TRY IT » Pick out every line in the data below that contains the string "negative" and copy each one. Case counts.

* * *

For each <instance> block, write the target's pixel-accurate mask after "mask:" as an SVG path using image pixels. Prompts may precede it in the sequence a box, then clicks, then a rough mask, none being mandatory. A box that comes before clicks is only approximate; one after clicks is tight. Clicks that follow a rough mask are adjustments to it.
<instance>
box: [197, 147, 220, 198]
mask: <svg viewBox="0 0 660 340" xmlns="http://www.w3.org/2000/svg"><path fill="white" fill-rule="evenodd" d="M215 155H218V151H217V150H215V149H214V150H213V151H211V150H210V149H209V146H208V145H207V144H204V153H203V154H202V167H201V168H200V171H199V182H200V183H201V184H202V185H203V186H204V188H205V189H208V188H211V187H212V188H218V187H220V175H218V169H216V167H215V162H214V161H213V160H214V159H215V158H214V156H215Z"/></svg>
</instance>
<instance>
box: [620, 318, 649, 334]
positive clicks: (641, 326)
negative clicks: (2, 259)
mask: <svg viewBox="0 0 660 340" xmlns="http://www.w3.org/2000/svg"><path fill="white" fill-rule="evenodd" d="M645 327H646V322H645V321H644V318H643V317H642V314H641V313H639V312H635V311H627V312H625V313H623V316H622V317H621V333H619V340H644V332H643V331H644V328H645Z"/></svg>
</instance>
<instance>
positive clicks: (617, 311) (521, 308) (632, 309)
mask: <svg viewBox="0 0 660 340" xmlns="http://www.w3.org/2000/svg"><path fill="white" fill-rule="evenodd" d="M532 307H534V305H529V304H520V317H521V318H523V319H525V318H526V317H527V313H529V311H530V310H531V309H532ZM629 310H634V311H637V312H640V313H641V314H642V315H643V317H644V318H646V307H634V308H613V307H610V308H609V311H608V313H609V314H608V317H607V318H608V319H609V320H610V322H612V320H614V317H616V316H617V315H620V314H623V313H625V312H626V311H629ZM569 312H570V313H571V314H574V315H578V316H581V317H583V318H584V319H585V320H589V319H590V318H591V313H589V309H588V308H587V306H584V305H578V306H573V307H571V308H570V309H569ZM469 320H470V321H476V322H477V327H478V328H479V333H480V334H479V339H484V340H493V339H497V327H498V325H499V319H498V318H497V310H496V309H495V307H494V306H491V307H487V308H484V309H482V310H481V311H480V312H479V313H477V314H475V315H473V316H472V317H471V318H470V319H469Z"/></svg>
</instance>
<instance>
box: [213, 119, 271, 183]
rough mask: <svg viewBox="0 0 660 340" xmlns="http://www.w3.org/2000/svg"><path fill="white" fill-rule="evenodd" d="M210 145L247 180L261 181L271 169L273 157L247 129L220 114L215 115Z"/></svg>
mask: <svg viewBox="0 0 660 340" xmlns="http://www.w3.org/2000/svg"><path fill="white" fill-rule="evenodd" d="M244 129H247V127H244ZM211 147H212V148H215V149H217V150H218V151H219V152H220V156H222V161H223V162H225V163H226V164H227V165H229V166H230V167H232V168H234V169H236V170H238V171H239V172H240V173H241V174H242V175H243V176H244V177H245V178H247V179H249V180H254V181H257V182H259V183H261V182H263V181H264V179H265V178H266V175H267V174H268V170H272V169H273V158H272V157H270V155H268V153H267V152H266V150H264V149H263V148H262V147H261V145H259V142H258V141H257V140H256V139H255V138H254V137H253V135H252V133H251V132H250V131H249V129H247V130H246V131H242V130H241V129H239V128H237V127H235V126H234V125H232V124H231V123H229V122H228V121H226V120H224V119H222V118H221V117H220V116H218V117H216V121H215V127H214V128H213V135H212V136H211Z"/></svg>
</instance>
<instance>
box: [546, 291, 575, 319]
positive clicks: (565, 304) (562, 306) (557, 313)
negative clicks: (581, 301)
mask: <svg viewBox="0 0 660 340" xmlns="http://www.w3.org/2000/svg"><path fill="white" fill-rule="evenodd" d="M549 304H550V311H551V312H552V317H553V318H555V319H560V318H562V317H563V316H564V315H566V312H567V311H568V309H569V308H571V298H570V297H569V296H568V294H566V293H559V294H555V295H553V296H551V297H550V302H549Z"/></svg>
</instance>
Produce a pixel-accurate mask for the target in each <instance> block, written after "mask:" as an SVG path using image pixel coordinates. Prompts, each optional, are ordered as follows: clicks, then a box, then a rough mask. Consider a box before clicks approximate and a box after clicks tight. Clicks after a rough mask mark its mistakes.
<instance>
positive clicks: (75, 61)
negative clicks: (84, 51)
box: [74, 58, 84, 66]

* * *

TASK RESULT »
negative clicks: (2, 259)
negative clicks: (581, 301)
negative clicks: (84, 51)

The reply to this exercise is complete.